_Given instruction:_ All entries below need to be written out exactly, but without their pictures.
◆ ◆ ◆ ◆
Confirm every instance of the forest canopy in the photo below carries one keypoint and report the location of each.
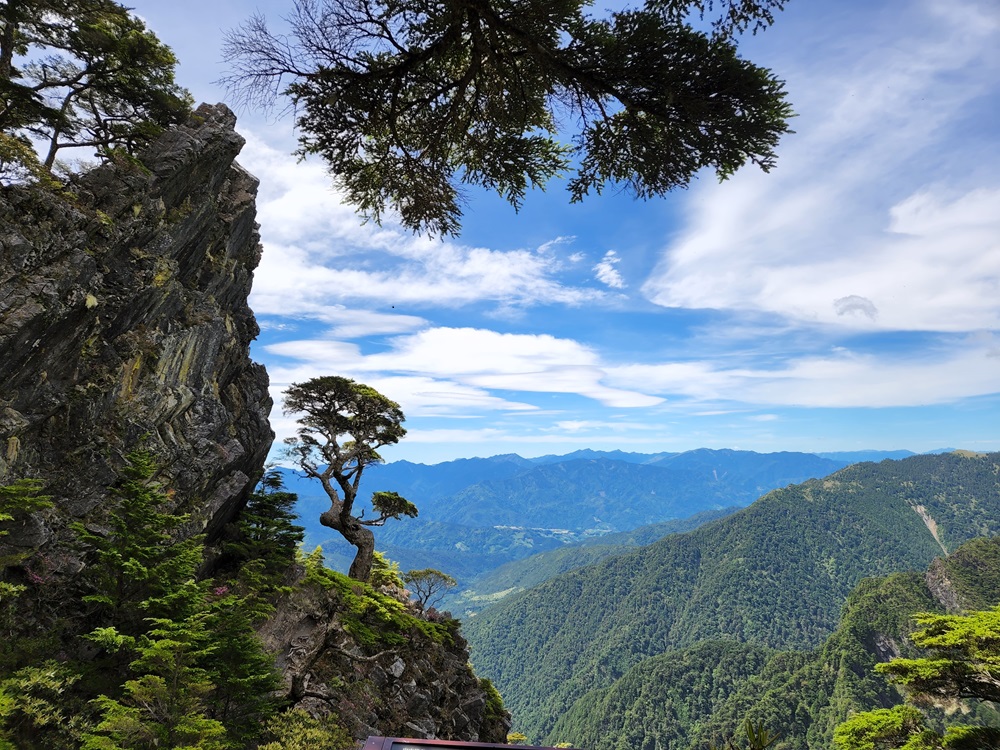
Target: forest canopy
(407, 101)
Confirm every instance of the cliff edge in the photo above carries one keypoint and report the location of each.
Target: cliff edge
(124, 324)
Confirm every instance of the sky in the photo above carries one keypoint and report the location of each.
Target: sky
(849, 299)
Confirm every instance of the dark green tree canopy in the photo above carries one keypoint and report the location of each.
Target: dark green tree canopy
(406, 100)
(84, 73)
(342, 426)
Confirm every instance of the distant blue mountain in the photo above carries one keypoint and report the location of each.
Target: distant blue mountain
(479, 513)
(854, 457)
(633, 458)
◆ ◆ ◆ ◆
_Answer to the exercise:_
Confirm every instance of the forest canopy in the photo below carries one keypoint and report the location of each.
Target: forest canopy
(407, 101)
Confirm every instance of the cliff edge in the photo above carries one keypoint and report the location of each.
Target: cliff edge
(124, 324)
Confirm every instance of the sky in the photo above carries one keypoint and report the location of each.
Target: sky
(849, 299)
Confirm every instance of the dark green tree canopy in the photo above carries one keypoint and report the location of each.
Target: dark green tree canopy
(406, 100)
(84, 73)
(342, 426)
Confirm every instance of the distant blue mountain in the photo above carries one keypoint and report the location of each.
Target: distant blue mountain
(479, 513)
(854, 457)
(633, 458)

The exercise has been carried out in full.